Start of SELECTED PASSAGE

If you're looking for a fun fall-themed breakfast then this gingerbread chia pudding is just for you! This easy to make chia pudding has all the fall feels with ginger, cinnamon and maple syrup. It has so much flavour and makes a nice change from fruit-based puddings.
Chia pudding makes for a lovely breakfast or snack, and is so simple to make. While I often crave the fruit-based recipes here on the site, such as the peach chia pudding, having a spice-focused recipe such as this one makes for a lovely change.
Why you'll love this recipe
All the fall flavours. Ginger and cinnamon are such a lovely combination and somehow feel very cosy during the fall months.
Alternative to oats for breakfast. While oatmeal and granola are both delicious, sometimes it is nice to have an oat-free breakfast for a change!
Enjoy for breakfast or a snack. Chia pudding is very versatile and can be enjoyed anytime I think!
Ingredients you will need
- Chia seeds: a really health little powerhouse of an ingredient! Chia seeds are a good source of vegan protein as well as fibre and calcium, amongst other nutrients (Healthline). Personally I like to use an organic brand such as the Terrasoul organic chia seeds.
- Ginger powder: a fragrant and pungent spice that doesn't have to just be for Asian style dishes, tea or cookies. Ground ginger gives this chia pudding that tasty spicy-sweet taste. The Simply Organic ground ginger root is full of flavour.
- Cinnamon: the epitome of fall flavour isn't it. Perfect on porridge, but also in so many other dishes. Have a read below if you follow a low histamine diet to be sure you can include it!
- Maple syrup: sweetens this gingerbread chia pudding and makes it feel so indulgent.
- Non-dairy milk: choose the type that suits you best.
Make sure to check the recipe card below for the full ingredients and instructions!
Step by step instructions
Just two steps to this very simple ginger chia pudding recipe:
Combine all the ingredients in a container that can be sealed.

End of SELECTED PASSAGE

(WHAT IS NEEDED)
Copy out the entire gingerbread chia pudding recipe word for word. The items after this stand on their own and have nothing to do with the gingerbread chia pudding recipe.

Start of DATASET EXCERPTS

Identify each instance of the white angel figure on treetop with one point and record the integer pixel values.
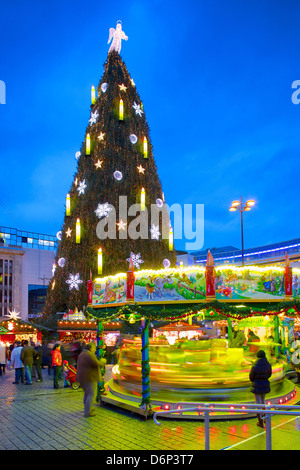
(117, 35)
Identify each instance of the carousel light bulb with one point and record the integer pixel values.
(68, 205)
(78, 231)
(93, 95)
(171, 239)
(88, 144)
(100, 260)
(143, 199)
(121, 110)
(145, 148)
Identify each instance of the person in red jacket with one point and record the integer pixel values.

End of DATASET EXCERPTS

(ANSWER BOX)
If you're looking for a fun fall-themed breakfast then this gingerbread chia pudding is just for you! This easy to make chia pudding has all the fall feels with ginger, cinnamon and maple syrup. It has so much flavour and makes a nice change from fruit-based puddings.
Chia pudding makes for a lovely breakfast or snack, and is so simple to make. While I often crave the fruit-based recipes here on the site, such as the peach chia pudding, having a spice-focused recipe such as this one makes for a lovely change.
Why you'll love this recipe
All the fall flavours. Ginger and cinnamon are such a lovely combination and somehow feel very cosy during the fall months.
Alternative to oats for breakfast. While oatmeal and granola are both delicious, sometimes it is nice to have an oat-free breakfast for a change!
Enjoy for breakfast or a snack. Chia pudding is very versatile and can be enjoyed anytime I think!
Ingredients you will need
- Chia seeds: a really health little powerhouse of an ingredient! Chia seeds are a good source of vegan protein as well as fibre and calcium, amongst other nutrients (Healthline). Personally I like to use an organic brand such as the Terrasoul organic chia seeds.
- Ginger powder: a fragrant and pungent spice that doesn't have to just be for Asian style dishes, tea or cookies. Ground ginger gives this chia pudding that tasty spicy-sweet taste. The Simply Organic ground ginger root is full of flavour.
- Cinnamon: the epitome of fall flavour isn't it. Perfect on porridge, but also in so many other dishes. Have a read below if you follow a low histamine diet to be sure you can include it!
- Maple syrup: sweetens this gingerbread chia pudding and makes it feel so indulgent.
- Non-dairy milk: choose the type that suits you best.
Make sure to check the recipe card below for the full ingredients and instructions!
Step by step instructions
Just two steps to this very simple ginger chia pudding recipe:
Combine all the ingredients in a container that can be sealed.